Task to complete
Rescale everything from the start of the entries down to the line containing "x=211 y=223", both ends included, by writing out every line again, requests too. Multiply each coordinate in the answers by 0.7 and round to whole numbers, with halves rounding up.

Collected data:
>> start

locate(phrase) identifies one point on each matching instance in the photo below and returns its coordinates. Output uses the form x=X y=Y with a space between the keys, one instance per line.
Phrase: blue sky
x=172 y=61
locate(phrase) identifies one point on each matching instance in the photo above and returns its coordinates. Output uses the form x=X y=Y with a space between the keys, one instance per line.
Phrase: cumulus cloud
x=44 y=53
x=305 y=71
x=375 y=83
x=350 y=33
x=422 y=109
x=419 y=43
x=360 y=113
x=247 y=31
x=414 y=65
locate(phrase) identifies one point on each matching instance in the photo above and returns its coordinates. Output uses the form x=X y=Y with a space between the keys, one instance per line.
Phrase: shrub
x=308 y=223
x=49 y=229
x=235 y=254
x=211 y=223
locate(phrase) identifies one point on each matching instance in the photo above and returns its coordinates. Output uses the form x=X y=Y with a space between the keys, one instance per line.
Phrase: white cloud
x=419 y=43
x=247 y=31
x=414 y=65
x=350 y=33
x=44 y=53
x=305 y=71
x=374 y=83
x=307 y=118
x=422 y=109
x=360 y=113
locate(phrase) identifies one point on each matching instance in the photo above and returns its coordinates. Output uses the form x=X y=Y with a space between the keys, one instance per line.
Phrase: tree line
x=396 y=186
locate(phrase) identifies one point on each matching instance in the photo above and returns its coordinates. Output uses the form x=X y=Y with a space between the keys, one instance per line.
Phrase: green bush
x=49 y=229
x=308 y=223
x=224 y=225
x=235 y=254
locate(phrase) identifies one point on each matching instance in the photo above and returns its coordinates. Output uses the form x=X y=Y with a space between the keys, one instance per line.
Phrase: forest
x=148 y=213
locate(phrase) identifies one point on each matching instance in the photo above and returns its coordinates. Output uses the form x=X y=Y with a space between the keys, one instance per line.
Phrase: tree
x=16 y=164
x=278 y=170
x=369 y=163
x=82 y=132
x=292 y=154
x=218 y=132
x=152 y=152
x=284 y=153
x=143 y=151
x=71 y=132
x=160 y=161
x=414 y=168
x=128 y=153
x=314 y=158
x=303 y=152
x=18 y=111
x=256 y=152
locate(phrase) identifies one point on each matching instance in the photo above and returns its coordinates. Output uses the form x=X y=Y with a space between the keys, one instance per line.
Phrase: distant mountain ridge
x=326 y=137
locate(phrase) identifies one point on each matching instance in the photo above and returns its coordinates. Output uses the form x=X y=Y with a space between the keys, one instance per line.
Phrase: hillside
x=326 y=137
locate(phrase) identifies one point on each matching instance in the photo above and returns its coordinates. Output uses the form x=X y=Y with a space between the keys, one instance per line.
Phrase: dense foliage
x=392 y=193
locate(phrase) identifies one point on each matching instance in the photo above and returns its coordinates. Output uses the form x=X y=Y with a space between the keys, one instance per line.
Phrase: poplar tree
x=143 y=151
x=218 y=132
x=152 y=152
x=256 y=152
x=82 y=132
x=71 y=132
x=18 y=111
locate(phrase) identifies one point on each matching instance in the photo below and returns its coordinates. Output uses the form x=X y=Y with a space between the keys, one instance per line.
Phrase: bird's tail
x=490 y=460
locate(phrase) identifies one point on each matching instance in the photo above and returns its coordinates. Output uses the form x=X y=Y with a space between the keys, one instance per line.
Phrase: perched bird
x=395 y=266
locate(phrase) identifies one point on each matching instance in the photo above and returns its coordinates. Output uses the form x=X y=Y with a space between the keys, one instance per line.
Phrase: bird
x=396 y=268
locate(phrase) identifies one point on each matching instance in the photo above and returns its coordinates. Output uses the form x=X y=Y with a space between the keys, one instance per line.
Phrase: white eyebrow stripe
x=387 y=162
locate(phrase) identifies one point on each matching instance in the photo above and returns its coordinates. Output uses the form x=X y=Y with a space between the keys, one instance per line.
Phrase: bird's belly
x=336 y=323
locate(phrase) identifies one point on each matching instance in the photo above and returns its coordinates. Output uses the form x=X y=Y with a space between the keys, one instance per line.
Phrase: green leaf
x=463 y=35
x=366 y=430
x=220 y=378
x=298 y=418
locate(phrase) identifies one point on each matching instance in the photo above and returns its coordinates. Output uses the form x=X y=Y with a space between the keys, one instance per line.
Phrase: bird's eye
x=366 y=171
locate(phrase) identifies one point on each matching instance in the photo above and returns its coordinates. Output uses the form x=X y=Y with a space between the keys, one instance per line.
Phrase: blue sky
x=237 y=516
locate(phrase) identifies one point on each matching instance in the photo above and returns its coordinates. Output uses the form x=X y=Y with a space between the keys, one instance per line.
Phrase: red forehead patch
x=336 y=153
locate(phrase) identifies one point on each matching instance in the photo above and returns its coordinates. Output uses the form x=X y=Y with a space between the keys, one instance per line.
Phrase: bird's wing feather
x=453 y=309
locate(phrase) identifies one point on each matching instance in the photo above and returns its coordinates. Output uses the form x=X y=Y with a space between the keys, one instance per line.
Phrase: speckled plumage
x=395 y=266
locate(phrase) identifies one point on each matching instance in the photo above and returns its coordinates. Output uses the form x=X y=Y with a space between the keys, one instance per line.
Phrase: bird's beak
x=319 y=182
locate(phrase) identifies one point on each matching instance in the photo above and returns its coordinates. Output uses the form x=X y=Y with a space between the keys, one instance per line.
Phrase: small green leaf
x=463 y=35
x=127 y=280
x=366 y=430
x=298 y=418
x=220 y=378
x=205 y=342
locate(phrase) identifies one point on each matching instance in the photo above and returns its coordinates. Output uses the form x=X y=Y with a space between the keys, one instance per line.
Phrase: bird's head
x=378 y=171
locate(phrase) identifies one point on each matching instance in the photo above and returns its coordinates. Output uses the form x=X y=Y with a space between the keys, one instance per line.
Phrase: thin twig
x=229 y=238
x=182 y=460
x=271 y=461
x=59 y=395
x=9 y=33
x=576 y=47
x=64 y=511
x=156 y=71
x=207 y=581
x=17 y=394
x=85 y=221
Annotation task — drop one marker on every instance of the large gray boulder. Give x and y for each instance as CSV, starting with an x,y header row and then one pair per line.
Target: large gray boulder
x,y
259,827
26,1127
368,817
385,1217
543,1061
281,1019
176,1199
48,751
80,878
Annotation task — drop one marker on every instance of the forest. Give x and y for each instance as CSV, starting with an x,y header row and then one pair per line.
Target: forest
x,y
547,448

>> end

Solution
locate(phrase) identifies one point on each matching instance in the photo below and returns its coordinates. Output uses the form x=X y=Y with a space between the keys, one instance per line.
Phrase: blue sky
x=120 y=43
locate(phrase) identifies one point on each matching instance in the photo above and returns its coordinates. Output uses the form x=X y=Y with a space between the keys, one instance per line.
Phrase: cumulus cloud
x=31 y=37
x=214 y=50
x=263 y=58
x=245 y=23
x=295 y=76
x=293 y=30
x=252 y=79
x=173 y=22
x=290 y=46
locate(phrase) identifies one point on each matching instance in the photo above and returns its coordinates. Output uses the form x=X y=Y with a space between the keys, one instance per line.
Phrase: shrub
x=216 y=156
x=34 y=160
x=165 y=178
x=148 y=156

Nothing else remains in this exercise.